* EXERCICES
**A)** D'après l'extrait sur la couverture de Gaza par les JT, depuis quelle date les vidéos tournées à Gaza circulent-elles sur les réseaux sociaux ?
**B)** Indiquez combien de lignes contiennent la chaîne « riot », en donnant uniquement le nombre.

* EXTRAIT FOURNI
■ ■ ■ ■

Gaza : pourquoi les JT ont si peu parlé de Jabalia et Al-Aqsa
Alizée Vincent - - Silences & censures - 35 commentairesIndignation sur les réseaux suite à la diffusion de vidéos très violentes. Deux minutes aux JT de TF1 et France 2 sur 10 jours
Sur les réseaux sociaux, depuis le 6 octobre, circulent des vidéos extrêmement violentes filmées à Gaza, suite aux frappes israéliennes dans le camp de Jabalia, au nord, et sur l'hôpital d'Al Aqsa, au centre. Elles sont souvent accompagnés de commentaires, de personnalités politiques ou d'internautes lambda, dénonçant le fait que ces images ne seront jamais montrées dans les journaux télévisés. Qu'en est-il vraiment ? Comment expliquer cette faible couverture ? Analyse.

■ ■ ■ ■

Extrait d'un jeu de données
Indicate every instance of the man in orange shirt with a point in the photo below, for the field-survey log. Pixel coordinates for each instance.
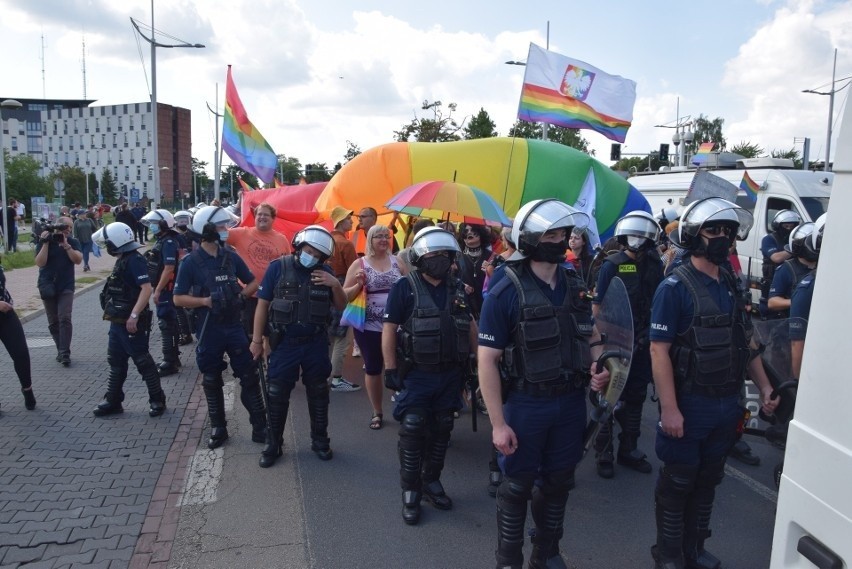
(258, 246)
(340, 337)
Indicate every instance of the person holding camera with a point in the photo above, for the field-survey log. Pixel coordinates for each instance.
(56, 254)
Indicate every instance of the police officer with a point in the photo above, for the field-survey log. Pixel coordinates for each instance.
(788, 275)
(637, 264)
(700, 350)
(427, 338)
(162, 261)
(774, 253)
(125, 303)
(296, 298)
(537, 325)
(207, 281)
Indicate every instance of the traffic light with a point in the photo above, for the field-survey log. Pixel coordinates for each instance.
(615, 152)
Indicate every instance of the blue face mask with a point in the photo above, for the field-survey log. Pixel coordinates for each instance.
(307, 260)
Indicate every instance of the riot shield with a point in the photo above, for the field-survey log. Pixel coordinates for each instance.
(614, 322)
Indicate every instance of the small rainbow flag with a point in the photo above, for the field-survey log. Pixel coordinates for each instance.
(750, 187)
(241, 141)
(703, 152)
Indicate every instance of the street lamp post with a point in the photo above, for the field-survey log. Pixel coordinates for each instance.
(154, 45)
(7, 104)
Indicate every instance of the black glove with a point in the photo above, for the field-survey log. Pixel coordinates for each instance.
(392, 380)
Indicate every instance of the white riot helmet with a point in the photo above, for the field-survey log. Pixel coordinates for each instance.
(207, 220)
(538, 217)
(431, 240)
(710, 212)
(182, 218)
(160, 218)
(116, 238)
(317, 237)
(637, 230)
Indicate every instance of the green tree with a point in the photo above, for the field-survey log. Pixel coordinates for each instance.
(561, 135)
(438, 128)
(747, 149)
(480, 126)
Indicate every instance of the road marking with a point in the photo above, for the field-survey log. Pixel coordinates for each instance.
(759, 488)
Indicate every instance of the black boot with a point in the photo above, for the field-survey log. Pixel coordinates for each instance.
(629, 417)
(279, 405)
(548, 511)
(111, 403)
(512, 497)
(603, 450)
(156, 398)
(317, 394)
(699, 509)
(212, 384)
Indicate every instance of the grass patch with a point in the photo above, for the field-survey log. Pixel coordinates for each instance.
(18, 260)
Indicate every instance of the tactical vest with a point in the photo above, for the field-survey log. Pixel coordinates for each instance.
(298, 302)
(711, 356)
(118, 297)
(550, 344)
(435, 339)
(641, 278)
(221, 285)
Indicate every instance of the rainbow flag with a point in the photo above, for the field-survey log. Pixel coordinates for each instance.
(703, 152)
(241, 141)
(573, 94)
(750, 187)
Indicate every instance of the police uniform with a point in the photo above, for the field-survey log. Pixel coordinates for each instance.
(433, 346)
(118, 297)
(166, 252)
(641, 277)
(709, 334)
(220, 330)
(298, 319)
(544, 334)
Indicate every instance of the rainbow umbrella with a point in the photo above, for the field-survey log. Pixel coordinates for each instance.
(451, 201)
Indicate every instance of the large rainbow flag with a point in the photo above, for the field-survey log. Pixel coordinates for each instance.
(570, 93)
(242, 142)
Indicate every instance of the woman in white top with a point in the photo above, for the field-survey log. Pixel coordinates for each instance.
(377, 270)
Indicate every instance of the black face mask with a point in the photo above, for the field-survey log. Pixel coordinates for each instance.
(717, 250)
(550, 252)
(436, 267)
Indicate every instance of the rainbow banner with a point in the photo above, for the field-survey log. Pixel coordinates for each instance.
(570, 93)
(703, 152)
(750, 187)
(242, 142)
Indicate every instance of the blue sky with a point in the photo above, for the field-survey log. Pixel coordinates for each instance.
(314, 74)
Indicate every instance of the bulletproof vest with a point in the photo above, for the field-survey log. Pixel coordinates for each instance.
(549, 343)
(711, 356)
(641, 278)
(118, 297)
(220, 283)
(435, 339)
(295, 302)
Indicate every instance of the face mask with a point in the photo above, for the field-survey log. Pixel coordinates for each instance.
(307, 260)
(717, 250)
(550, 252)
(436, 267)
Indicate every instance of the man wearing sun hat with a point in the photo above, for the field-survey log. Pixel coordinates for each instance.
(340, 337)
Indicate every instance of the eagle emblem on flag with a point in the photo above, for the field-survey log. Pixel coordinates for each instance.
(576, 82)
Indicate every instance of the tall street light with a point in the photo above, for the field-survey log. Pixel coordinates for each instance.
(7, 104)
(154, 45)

■ ■ ■ ■

* RÉPONSES
**A)** Depuis le 6 octobre.

**B)** 2